YOUR OBJECTIVE -
Each line of the data that mentions the string "green" needs to be identified and copied.

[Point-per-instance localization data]
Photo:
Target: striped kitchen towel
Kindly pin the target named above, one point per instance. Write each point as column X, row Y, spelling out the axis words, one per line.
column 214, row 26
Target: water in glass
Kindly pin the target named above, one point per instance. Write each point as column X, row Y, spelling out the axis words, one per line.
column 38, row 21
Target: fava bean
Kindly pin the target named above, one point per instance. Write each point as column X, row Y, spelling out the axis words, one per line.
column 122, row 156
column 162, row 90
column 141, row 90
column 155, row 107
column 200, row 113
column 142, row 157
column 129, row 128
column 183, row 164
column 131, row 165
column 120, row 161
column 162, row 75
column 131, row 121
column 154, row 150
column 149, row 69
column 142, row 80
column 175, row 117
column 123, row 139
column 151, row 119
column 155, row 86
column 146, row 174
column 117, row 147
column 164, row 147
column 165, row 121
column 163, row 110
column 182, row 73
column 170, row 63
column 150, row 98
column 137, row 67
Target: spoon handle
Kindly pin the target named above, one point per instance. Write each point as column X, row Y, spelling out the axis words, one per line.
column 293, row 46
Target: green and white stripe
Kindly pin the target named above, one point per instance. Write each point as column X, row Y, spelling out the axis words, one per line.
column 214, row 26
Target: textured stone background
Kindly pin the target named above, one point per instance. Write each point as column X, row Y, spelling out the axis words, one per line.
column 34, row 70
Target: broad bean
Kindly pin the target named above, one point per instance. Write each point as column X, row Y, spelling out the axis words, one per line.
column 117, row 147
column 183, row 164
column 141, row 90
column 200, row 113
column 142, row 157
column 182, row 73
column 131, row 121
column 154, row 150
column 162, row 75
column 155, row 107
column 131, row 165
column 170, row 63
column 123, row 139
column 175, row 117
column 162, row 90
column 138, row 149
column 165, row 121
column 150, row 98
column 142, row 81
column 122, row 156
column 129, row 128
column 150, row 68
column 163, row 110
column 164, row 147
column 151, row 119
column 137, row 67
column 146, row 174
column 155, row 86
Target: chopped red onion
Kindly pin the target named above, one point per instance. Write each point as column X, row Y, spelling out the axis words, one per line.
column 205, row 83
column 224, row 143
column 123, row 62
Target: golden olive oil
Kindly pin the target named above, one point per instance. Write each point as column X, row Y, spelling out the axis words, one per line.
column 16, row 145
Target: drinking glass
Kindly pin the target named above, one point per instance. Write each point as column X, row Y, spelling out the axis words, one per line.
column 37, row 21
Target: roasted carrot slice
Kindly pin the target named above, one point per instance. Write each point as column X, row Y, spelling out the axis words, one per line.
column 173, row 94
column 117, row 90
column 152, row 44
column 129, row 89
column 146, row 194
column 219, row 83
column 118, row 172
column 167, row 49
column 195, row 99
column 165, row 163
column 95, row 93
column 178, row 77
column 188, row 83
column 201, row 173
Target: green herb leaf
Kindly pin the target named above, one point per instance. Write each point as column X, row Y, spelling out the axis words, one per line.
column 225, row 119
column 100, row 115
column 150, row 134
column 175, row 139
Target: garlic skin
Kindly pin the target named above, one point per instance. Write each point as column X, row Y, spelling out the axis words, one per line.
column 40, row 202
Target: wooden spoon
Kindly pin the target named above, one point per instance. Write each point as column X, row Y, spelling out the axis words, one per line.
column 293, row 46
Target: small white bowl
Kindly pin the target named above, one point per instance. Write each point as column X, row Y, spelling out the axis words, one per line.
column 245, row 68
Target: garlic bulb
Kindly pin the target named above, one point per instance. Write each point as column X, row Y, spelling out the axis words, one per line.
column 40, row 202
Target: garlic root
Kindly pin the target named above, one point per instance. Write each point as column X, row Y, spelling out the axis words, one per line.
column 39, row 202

SOLUTION TO THE EXERCISE -
Target: green and white stripe
Target: green herb leaf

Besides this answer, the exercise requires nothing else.